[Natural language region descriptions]
-- Opening Marker --
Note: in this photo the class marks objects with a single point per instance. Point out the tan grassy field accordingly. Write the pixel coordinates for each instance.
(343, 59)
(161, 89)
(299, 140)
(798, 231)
-- Closing Marker --
**What this task involves:** The records above need copying again. Keep each word as it is.

**Task result:**
Note: in this photo the class marks objects with a single point per instance. Point out the tan grassy field accordingly. Write the pixel coordinates for each instance.
(343, 59)
(161, 89)
(299, 140)
(798, 231)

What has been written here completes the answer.